----- Reading text -----
BHUBANESWAR: With the e-waste Management & Handling Rules, 2011 coming into effect from May 1, the Odisha Government departments as well as educational institutions are going to be the key for it is how they respond to the new norms which will decide its success.
The new rules apply to every producer, consumer and bulk consumer involved in manufacture, sale and purchase and processing of electronic equipment or components.
Before the norms get operational, the Pollution Control Board (PCB) on Friday hosted a workshop where stakeholders took part.
Forest and Environment Minister Debi Prasad Mishra and Development Commissioner R N Senapati spoke about the need to address the e-waste problem, which will need increasing attention in the future.
Though there has been no concrete study on e-waste generation in the State, Odisha produces about 3,000 tonnes of electrical and electronic waste that would need to be collected and disposed of annually. Of the 3,000 tonnes, Bhubaneswar alone generates close to 1,000 tonnes. “It is the Government buildings, departments, PSUs and of course, the large number of educational institutions which generate most of the waste. That is the reason Bhubaneswar accounts for the lion’s share,” Member-Secretary of Odisha Pollution Control Board Sidhanta Das said.
----- Data supplied -----
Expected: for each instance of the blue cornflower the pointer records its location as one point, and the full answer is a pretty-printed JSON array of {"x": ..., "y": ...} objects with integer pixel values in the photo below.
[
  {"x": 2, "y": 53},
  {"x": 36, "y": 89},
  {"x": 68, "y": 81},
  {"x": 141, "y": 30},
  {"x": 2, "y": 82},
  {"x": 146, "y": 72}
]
-----
## Questions
**a.** According to the article on Odisha's e-waste rules, from what date do the e-waste Management & Handling Rules, 2011 come into effect?
**b.** Continue the article on Odisha's e-waste rules from its last sentence.

## Per-task outputs
**a.** May 1

**b.**
The Ministry of Environment and Forest had given the producers of electrical and electronic equipment a buffer of one year to set up their recycling and collection centres which comes to an end on May 1.
In Odisha, Green Vortex has been authorised to set up a collection centre. In fact, it was the only firm that had applied for the project in the State and has now set up a unit at Mancheswar. Firms with necessary expertise can collect and subsequently recycle and dispose of e- waste, but would need authorisation from the PCB, Das said.
The PCB is hopeful that more and more firms would come forward once the implementation goes down well. With advanced recycling techniques, 95 to 99 per cent success can be achieved.
Electronic products often contain hazardous and toxic materials that pose environmental risks if they are land-filled or incinerated.
Televisions, video and computer monitor use cathode ray tubes (CRTs), which have significant amounts of lead.
Printed circuit boards contain primarily plastic and copper, and most have small amounts of chromium, lead solder, nickel, and zinc. In addition, many electronic products have batteries that often contain nickel, cadmium and other heavy metals.
Relays and switches in electronics, especially older ones, contain mercury. Also, capacitors in some types of older and larger equipment that is now entering the waste stream may contain polychlorinated biphenyls (PCBs).